» Exercise: Copy the rows below word for word, starting at the line that contains "[point] at the glass" and ending at the final row.

» Records for the task:

::::

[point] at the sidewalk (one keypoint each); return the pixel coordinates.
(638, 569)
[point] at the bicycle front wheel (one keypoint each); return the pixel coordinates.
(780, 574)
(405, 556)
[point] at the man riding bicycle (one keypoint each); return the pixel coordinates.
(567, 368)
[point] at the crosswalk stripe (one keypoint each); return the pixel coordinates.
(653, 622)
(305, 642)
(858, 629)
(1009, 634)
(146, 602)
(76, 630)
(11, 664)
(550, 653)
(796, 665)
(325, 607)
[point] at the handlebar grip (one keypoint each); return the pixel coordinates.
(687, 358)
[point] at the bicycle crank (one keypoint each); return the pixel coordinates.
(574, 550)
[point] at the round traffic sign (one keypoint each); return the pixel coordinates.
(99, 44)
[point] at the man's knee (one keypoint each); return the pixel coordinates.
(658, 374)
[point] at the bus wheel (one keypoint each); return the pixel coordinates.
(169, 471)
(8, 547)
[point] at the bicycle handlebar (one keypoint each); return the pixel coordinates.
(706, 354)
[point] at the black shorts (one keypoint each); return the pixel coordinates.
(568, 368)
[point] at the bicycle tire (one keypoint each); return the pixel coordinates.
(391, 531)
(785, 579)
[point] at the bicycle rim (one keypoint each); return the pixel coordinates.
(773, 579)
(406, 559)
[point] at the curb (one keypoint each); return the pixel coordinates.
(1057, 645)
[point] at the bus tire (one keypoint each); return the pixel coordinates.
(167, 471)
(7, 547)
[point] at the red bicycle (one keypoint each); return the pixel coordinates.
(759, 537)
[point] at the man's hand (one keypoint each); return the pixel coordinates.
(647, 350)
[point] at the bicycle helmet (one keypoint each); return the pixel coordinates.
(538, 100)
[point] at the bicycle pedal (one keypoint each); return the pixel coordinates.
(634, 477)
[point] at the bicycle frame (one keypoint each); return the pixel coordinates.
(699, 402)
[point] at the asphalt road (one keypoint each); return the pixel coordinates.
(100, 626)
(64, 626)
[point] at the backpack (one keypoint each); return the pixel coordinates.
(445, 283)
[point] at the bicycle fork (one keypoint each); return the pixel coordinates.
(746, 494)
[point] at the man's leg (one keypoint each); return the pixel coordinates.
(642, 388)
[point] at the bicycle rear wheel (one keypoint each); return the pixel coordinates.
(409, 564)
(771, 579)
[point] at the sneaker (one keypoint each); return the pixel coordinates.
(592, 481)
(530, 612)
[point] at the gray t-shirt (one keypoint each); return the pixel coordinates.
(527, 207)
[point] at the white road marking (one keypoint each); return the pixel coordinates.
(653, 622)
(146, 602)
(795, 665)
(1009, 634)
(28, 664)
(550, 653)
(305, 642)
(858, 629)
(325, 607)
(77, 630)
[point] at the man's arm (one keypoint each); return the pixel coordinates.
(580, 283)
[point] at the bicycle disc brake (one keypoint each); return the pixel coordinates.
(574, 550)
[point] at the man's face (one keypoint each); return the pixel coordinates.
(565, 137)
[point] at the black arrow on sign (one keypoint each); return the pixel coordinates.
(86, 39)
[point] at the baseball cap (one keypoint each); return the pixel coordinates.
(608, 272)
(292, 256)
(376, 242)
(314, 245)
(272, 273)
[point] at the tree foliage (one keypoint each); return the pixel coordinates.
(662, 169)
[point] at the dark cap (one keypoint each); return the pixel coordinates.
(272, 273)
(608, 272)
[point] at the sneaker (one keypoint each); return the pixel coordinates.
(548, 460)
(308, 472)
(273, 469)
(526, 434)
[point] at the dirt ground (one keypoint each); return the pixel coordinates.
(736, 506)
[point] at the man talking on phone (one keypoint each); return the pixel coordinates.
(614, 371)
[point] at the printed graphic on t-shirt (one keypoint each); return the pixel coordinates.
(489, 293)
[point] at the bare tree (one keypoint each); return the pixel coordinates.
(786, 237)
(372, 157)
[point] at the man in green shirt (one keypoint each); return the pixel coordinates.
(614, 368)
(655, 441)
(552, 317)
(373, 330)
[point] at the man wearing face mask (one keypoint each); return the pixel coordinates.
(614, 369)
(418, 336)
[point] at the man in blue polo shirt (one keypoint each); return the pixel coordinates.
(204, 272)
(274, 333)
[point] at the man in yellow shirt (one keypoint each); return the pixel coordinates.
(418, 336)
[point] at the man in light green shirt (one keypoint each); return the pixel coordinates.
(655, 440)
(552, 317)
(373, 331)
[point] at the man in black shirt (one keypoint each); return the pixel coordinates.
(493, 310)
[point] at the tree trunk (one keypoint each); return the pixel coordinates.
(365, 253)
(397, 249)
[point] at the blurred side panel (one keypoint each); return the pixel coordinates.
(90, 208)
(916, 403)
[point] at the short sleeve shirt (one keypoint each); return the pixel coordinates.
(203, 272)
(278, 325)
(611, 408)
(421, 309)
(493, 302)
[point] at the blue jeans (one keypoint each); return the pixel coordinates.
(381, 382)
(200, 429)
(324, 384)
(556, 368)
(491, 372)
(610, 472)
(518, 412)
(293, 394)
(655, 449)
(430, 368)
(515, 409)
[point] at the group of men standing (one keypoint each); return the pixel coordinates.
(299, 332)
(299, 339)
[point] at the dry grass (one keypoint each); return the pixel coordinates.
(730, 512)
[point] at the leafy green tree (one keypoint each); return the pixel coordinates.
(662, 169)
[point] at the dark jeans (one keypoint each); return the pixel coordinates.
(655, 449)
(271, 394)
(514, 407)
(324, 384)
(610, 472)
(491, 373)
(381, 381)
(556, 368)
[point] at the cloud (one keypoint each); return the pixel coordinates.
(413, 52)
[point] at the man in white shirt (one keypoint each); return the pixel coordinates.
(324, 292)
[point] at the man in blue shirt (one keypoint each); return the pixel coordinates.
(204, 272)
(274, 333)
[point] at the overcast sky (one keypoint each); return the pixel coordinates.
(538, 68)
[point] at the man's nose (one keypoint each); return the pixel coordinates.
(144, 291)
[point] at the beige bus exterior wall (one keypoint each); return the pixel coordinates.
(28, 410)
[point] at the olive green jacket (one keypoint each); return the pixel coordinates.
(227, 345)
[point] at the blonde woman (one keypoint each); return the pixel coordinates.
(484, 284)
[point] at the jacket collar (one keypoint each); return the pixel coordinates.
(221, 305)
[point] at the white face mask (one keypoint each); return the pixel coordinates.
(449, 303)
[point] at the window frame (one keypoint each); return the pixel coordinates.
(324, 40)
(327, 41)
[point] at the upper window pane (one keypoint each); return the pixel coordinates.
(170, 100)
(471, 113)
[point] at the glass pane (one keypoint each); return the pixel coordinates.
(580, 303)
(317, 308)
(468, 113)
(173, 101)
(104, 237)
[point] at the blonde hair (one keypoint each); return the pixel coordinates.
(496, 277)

::::

» Correct result:
[point] at the glass pane (one keypoint each); return the pixel coordinates.
(580, 303)
(317, 308)
(468, 113)
(173, 101)
(104, 237)
[point] at the blonde hair (one keypoint each); return the pixel coordinates.
(496, 277)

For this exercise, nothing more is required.